---------- Material to process
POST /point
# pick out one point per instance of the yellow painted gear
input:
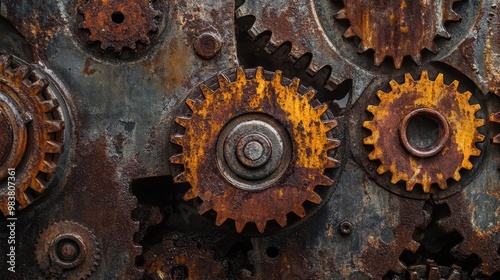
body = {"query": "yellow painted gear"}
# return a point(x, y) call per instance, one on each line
point(304, 126)
point(430, 96)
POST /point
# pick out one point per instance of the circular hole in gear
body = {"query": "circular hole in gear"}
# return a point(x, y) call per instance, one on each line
point(118, 17)
point(423, 132)
point(272, 252)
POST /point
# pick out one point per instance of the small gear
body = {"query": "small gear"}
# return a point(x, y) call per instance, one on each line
point(416, 154)
point(495, 118)
point(397, 28)
point(33, 119)
point(254, 149)
point(117, 24)
point(67, 250)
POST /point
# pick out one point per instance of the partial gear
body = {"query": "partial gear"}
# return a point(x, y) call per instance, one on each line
point(417, 154)
point(397, 28)
point(117, 24)
point(31, 115)
point(254, 149)
point(67, 250)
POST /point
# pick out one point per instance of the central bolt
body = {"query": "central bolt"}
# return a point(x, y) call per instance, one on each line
point(253, 150)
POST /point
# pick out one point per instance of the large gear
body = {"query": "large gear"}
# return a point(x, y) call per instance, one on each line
point(254, 149)
point(67, 250)
point(408, 105)
point(402, 27)
point(31, 113)
point(117, 24)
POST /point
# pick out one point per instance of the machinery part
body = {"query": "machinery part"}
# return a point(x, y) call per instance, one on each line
point(117, 24)
point(67, 250)
point(184, 258)
point(435, 155)
point(495, 118)
point(29, 109)
point(397, 24)
point(270, 154)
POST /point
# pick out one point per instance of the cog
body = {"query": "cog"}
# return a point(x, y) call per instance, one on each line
point(117, 24)
point(402, 28)
point(495, 118)
point(254, 149)
point(67, 250)
point(397, 121)
point(31, 115)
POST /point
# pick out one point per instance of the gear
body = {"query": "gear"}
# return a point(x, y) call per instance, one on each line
point(496, 118)
point(397, 24)
point(117, 24)
point(425, 155)
point(33, 118)
point(254, 149)
point(67, 250)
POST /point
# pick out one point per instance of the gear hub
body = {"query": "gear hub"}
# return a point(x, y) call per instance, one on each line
point(29, 109)
point(254, 149)
point(402, 27)
point(117, 24)
point(424, 132)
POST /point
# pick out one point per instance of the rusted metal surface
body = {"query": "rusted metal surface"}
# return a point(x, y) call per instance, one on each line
point(118, 24)
point(285, 182)
point(404, 28)
point(450, 152)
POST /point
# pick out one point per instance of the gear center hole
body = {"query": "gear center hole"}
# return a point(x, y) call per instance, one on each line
point(118, 17)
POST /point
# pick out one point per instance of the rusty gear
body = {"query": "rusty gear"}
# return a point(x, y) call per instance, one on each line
point(32, 116)
point(67, 250)
point(435, 101)
point(257, 118)
point(495, 118)
point(117, 24)
point(397, 28)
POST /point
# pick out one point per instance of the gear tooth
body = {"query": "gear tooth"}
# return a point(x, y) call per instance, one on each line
point(321, 109)
point(342, 14)
point(332, 144)
point(180, 178)
point(324, 181)
point(349, 33)
point(281, 221)
point(330, 124)
point(38, 185)
point(220, 219)
point(54, 126)
point(300, 211)
point(177, 139)
point(424, 76)
point(239, 226)
point(177, 159)
point(38, 87)
point(295, 85)
point(48, 167)
point(192, 104)
point(241, 77)
point(309, 96)
point(259, 74)
point(182, 121)
point(206, 91)
point(48, 106)
point(314, 198)
point(53, 147)
point(331, 163)
point(204, 207)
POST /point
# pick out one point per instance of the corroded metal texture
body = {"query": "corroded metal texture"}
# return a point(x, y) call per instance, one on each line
point(293, 184)
point(119, 24)
point(455, 124)
point(404, 28)
point(35, 123)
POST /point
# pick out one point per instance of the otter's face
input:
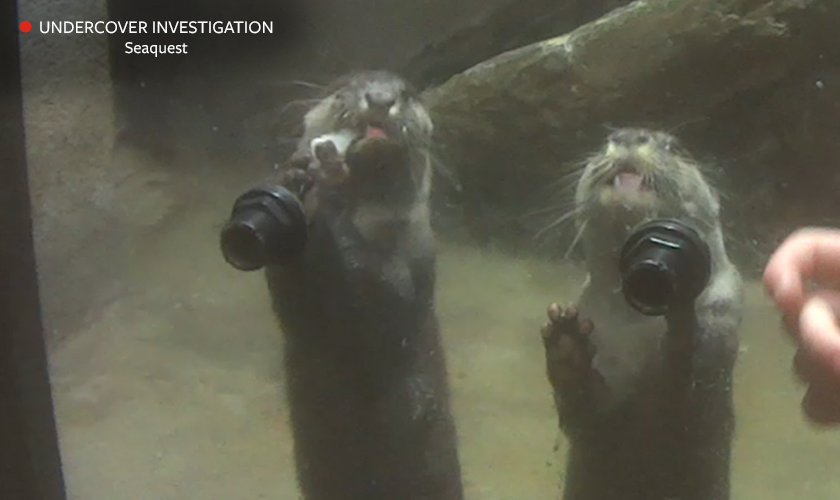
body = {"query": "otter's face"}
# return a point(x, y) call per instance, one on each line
point(645, 172)
point(372, 103)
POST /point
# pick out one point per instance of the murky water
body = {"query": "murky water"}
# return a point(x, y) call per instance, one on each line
point(173, 393)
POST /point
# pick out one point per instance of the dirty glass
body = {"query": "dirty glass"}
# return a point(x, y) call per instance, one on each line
point(549, 130)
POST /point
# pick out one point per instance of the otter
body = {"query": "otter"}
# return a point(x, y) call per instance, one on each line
point(365, 369)
point(645, 402)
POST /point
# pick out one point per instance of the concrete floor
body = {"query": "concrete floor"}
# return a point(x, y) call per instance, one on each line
point(171, 391)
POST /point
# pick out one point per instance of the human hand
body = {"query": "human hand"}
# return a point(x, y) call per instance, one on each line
point(810, 257)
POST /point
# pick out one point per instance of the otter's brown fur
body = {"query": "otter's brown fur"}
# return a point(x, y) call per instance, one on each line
point(364, 362)
point(645, 402)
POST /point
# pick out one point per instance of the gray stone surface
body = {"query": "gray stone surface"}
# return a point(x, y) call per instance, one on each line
point(85, 199)
point(519, 121)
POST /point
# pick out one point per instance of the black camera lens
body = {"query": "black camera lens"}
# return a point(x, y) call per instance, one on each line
point(663, 264)
point(267, 226)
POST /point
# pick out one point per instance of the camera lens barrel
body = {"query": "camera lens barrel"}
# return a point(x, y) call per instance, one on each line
point(663, 264)
point(267, 226)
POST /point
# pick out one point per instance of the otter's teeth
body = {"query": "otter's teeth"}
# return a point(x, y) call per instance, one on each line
point(628, 181)
point(341, 140)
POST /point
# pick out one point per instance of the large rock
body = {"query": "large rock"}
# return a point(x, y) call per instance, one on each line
point(522, 119)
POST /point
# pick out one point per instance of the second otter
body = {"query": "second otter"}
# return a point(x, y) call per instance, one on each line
point(644, 420)
point(364, 362)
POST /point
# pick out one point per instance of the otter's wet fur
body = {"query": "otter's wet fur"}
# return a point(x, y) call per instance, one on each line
point(364, 362)
point(645, 402)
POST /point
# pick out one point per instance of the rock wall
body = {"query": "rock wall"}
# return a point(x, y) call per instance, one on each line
point(83, 193)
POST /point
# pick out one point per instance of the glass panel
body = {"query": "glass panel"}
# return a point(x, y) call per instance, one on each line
point(559, 128)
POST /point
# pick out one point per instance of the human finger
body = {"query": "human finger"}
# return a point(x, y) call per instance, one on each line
point(809, 254)
point(819, 333)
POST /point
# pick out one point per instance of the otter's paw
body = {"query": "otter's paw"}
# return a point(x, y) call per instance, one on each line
point(297, 180)
point(568, 350)
point(330, 166)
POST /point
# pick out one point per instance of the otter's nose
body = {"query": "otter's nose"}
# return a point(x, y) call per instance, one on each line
point(380, 99)
point(630, 138)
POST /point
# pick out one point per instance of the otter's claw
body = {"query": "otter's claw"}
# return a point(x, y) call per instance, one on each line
point(568, 350)
point(297, 180)
point(330, 165)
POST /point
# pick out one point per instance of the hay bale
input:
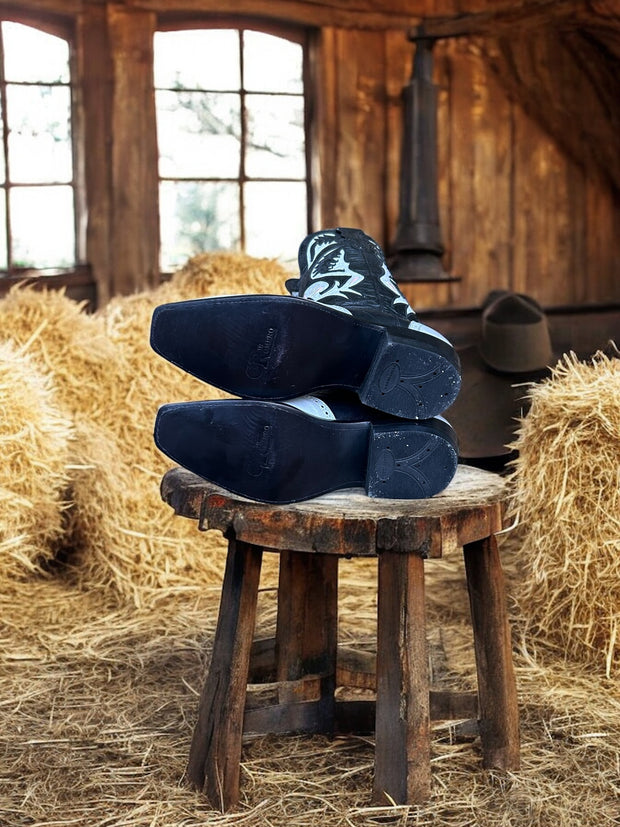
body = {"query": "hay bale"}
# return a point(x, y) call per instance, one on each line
point(118, 534)
point(567, 492)
point(35, 436)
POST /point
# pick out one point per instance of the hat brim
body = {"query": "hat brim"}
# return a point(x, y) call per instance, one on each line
point(486, 413)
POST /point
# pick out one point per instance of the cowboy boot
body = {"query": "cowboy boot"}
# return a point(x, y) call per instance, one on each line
point(352, 329)
point(283, 452)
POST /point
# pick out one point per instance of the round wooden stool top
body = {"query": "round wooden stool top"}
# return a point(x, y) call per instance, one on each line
point(348, 523)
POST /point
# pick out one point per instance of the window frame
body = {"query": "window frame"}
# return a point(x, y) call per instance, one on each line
point(303, 35)
point(79, 273)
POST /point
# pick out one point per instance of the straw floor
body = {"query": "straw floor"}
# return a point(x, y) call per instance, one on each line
point(97, 705)
point(108, 610)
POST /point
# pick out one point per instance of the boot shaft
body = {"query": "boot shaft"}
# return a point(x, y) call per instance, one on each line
point(345, 269)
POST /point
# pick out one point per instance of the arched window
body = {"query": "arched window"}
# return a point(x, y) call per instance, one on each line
point(231, 128)
point(37, 186)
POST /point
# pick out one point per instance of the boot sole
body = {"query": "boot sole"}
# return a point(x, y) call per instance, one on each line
point(279, 347)
point(273, 453)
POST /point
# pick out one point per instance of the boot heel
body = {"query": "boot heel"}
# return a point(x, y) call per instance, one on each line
point(409, 461)
point(410, 377)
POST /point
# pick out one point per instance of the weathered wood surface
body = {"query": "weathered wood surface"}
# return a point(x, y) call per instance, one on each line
point(402, 737)
point(215, 752)
point(348, 523)
point(499, 713)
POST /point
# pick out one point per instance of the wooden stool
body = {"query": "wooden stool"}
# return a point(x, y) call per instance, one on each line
point(310, 538)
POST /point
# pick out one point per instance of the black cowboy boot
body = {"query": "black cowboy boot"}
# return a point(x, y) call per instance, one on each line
point(352, 329)
point(282, 452)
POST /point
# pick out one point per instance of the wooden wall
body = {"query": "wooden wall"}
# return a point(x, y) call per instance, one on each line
point(517, 210)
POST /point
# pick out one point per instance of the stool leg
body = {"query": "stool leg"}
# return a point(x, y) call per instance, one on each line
point(497, 693)
point(402, 727)
point(307, 626)
point(215, 753)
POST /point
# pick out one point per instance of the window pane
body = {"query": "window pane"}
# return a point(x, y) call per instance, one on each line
point(39, 133)
point(197, 59)
point(23, 43)
point(272, 64)
point(196, 217)
point(3, 247)
point(42, 226)
point(276, 137)
point(198, 134)
point(275, 219)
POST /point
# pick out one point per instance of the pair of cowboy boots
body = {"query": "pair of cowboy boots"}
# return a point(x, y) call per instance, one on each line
point(341, 386)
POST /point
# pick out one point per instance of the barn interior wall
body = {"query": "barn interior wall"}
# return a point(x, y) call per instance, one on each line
point(517, 210)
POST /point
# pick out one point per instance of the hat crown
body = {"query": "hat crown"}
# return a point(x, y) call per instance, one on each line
point(515, 335)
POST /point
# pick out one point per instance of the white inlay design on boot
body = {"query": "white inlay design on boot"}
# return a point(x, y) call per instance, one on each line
point(313, 406)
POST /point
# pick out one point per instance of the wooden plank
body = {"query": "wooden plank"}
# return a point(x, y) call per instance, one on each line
point(352, 14)
point(499, 714)
point(359, 132)
point(402, 737)
point(135, 220)
point(215, 752)
point(95, 106)
point(307, 627)
point(358, 716)
point(347, 523)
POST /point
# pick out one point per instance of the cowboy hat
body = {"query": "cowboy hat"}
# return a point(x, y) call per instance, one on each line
point(514, 352)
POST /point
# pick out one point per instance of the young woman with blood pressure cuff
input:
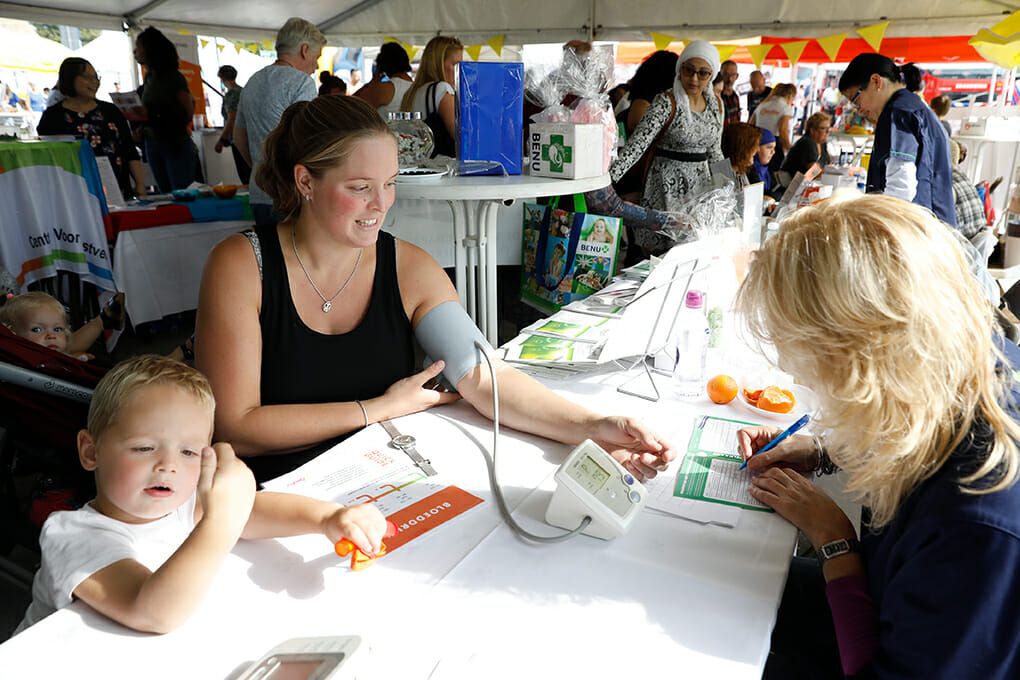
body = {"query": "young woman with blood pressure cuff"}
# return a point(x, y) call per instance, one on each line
point(305, 328)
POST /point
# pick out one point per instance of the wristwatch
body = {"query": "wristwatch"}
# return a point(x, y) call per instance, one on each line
point(836, 547)
point(406, 443)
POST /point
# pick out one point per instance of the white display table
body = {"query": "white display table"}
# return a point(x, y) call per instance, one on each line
point(470, 599)
point(474, 201)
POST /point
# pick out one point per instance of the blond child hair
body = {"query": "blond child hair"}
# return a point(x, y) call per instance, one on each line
point(129, 376)
point(871, 301)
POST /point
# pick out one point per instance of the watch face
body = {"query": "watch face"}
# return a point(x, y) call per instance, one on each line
point(403, 441)
point(835, 547)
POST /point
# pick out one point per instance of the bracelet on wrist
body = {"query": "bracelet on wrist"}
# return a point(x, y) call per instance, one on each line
point(825, 465)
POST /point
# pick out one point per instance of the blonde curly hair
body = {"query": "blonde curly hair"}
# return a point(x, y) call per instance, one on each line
point(870, 301)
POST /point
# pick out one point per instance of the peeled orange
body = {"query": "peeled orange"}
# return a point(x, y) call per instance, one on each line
point(721, 389)
point(776, 400)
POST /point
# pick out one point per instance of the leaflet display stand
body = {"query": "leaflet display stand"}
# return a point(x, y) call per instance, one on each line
point(649, 352)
--------------------
▸ **Directions for this task**
Copy the rows from the start through the line with "point(430, 96)", including that line. Leave the pictures out.

▸ **Complete output**
POST /point
# pick out one point per instance of the yellow painted gear
input:
body = {"query": "yellow painted gear"}
# return a point(x, y) call per instance, one on each line
point(304, 126)
point(430, 96)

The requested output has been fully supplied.